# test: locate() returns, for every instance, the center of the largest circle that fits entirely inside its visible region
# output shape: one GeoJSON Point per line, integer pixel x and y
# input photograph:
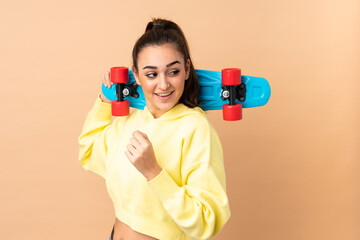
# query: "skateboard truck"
{"type": "Point", "coordinates": [232, 89]}
{"type": "Point", "coordinates": [120, 76]}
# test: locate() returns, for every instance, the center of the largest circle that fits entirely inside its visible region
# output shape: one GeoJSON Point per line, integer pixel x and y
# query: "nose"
{"type": "Point", "coordinates": [163, 82]}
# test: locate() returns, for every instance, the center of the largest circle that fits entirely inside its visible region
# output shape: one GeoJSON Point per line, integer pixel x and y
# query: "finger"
{"type": "Point", "coordinates": [139, 136]}
{"type": "Point", "coordinates": [135, 142]}
{"type": "Point", "coordinates": [131, 149]}
{"type": "Point", "coordinates": [129, 155]}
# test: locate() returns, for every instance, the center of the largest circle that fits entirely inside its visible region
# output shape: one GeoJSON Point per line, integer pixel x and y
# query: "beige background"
{"type": "Point", "coordinates": [292, 166]}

■ EXERCISE DIRECTIONS ■
Could you reproduce all of the entries above verbatim, leaving out the picture?

■ OUTPUT FOR THIS TASK ■
# test: locate() returns, for every instance, the center of the largest circle that fits entirely inside its visible region
# output shape: one GeoJSON Point per line, integer pixel x and y
# input photograph:
# query: "skateboard truck"
{"type": "Point", "coordinates": [232, 89]}
{"type": "Point", "coordinates": [120, 76]}
# test: locate() returns, for every instance, the center of the largest circle that fits entirely inside its visible region
# output shape: one GeoJSON Point per line, integer pixel x and y
# query: "nose"
{"type": "Point", "coordinates": [163, 82]}
# test: locate() returns, for every instance, the center of the largest circle that fits entirely inside its visible region
# output shape: one GeoJSON Point per line, integer pixel x and y
# query: "finger"
{"type": "Point", "coordinates": [139, 136]}
{"type": "Point", "coordinates": [135, 142]}
{"type": "Point", "coordinates": [131, 149]}
{"type": "Point", "coordinates": [129, 155]}
# test: locate() returns, for every instance, the center of the largest circle that fits entirely inside its visible region
# output shape: one GeoJSON Point per line, integer pixel x and y
# query: "beige background"
{"type": "Point", "coordinates": [292, 166]}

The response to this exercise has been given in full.